--- START ---

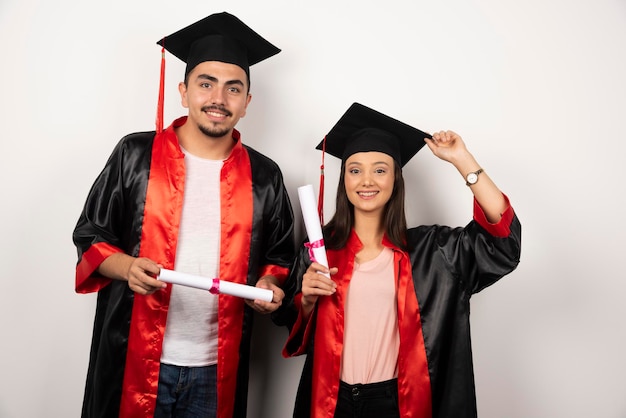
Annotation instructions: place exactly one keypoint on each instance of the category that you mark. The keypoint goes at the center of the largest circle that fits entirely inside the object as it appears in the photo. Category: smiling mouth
(216, 112)
(367, 194)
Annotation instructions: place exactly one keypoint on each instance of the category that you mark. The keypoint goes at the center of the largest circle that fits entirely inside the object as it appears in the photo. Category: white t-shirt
(191, 329)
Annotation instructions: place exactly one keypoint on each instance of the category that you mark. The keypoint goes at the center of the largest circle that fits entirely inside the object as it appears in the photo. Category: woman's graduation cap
(218, 37)
(362, 129)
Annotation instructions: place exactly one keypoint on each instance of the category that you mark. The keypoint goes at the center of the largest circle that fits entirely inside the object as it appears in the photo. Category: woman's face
(369, 180)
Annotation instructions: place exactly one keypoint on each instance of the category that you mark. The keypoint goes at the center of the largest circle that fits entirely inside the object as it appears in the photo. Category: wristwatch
(472, 177)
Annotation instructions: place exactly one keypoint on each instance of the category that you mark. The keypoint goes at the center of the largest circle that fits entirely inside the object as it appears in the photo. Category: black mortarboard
(362, 129)
(218, 37)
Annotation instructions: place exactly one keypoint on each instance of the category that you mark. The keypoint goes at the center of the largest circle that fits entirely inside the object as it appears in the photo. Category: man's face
(217, 96)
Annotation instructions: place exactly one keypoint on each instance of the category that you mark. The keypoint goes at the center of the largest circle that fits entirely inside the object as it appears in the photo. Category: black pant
(372, 400)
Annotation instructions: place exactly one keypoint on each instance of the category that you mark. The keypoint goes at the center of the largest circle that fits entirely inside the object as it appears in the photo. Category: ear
(182, 89)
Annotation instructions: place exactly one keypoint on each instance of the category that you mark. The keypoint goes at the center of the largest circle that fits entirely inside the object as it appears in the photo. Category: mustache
(218, 108)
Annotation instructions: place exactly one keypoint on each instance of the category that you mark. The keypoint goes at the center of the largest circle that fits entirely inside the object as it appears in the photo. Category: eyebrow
(374, 163)
(215, 80)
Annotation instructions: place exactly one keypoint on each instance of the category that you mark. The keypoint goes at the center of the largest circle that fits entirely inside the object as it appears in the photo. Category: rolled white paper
(312, 222)
(215, 285)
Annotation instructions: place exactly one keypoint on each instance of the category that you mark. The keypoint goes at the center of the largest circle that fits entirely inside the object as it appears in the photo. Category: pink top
(371, 339)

--- END ---

▶ _What to work on_: Where pictures appear in the records, leave them out; output everything else exactly.

▶ _Expected answer_:
Annotation instructions: place exactly one keypoint on each instance of the category that you mark. The keypoint goes at the center of the largest circle that fits entirely inside the object as it appears in the photo. Category: smiling mouth
(216, 112)
(367, 194)
Annotation instructions: place exactly one keypoint on each instance of the category that you mark. The keypoint goes at the center of the largest circle that fits entirely inside the object as it appears in the photo. Category: white t-shirt
(191, 329)
Annotation instructions: place exactly one keypoint on each instance of the category that you mark. The keypoint goes at the center of the largest circle that fits entirely inside the object as it appears in the photo. Category: woman's graduation cap
(218, 37)
(362, 129)
Annotation instructions: place exactly one keypoint on each instance of the category that you mark. The keypoint goes at the center of the largest circle that fits entirely inside the object as it appears in the photo. Category: woman's face
(369, 180)
Annotation instructions: place exactly one keypoint on each instance of the category that you mark. The keypoint goes at the center of the largest circle that fits entirely inside the object as it appears in the photo. Category: wristwatch
(472, 177)
Annotation instructions: place exactly one keypoint on each instance of the category that you mark. The keypoint goes at the center of the largest circle that fits entirely inside the object as it appears in the photo. Category: black mortarboard
(362, 129)
(218, 37)
Annotation instructions: place exactly one keypoint on each instance of the category that you mark. The keypoint goes at the center of the largest circle that fits entirely inside the object as it appears in the photo. Category: man's face
(217, 96)
Annotation instructions: place exactly one keypoint on each instance of the category that you mark. The keypoint goes at the center of the largest circle that fits entirely inside the object as it appears in the photo. Category: black pant
(372, 400)
Annotation instructions: place exactly one keypoint on each instance of the category that you mark. The keypoint goes at the center of the largest circle that fits entirely inside the object as it appears in the photo. Category: ear
(182, 89)
Annotation instructions: place exactly one keypoint on each instance of the category that you mark. The keypoint goes at the center of the largest circle that fits entirely inside the object as it appears in the photo. Category: mustache
(218, 108)
Annotation instructions: place exactly one keypoint on each instance of the category that you mark. The keypoint goes at the center of the largest circle that fits entirely inside the object as it appears in the photo. Category: eyebrow
(374, 163)
(215, 80)
Annotation instructions: place exactly one keypoint on each instance of the category that you mark. The keypoint goes at the center of the largest circle that fits entirely inside the object as it appears in the photo. Category: rolled white paper
(312, 222)
(215, 285)
Annotation instructions: place exactly one keypoint on each instance of the category that you mark. The keypoint goes at the center of the largest circle that fits entirely inside the object as it appears in the photo. Category: pink top
(371, 339)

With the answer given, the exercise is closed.